:: Records for the exercise
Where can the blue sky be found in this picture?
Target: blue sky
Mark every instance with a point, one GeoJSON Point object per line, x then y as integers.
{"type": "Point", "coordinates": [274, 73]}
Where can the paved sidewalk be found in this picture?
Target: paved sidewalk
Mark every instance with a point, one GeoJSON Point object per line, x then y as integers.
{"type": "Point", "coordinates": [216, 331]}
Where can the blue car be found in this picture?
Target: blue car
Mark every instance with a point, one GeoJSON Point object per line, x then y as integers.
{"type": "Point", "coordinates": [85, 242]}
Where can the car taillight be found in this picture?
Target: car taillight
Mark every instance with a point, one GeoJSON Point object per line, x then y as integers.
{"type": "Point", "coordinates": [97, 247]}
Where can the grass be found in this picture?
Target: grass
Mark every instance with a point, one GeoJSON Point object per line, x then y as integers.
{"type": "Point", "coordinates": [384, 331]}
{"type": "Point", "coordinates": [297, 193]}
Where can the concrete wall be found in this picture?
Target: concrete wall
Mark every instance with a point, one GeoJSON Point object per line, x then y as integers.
::::
:: Records for the exercise
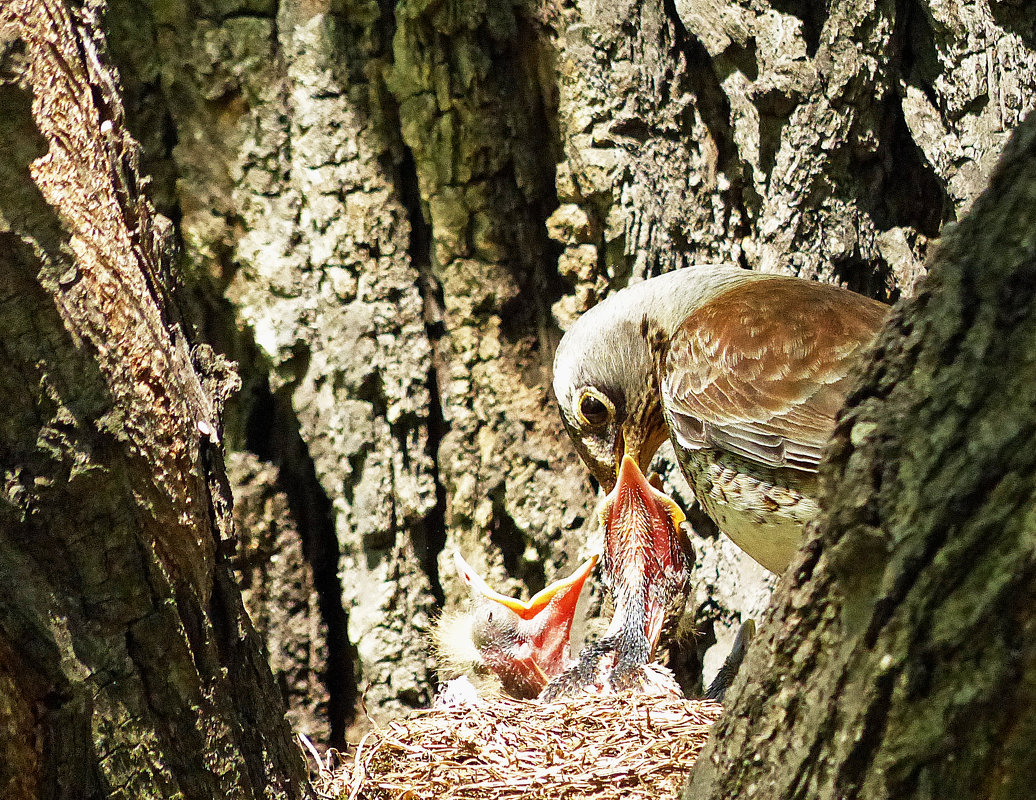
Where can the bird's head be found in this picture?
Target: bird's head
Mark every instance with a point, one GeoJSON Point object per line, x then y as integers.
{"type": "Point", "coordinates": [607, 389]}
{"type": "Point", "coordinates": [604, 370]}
::::
Required work:
Gather every line from the entries above that contains the word "paved" and copy each one. Case counts.

Written solution:
Where can the paved sidewalk be found in this picture?
Target: paved sidewalk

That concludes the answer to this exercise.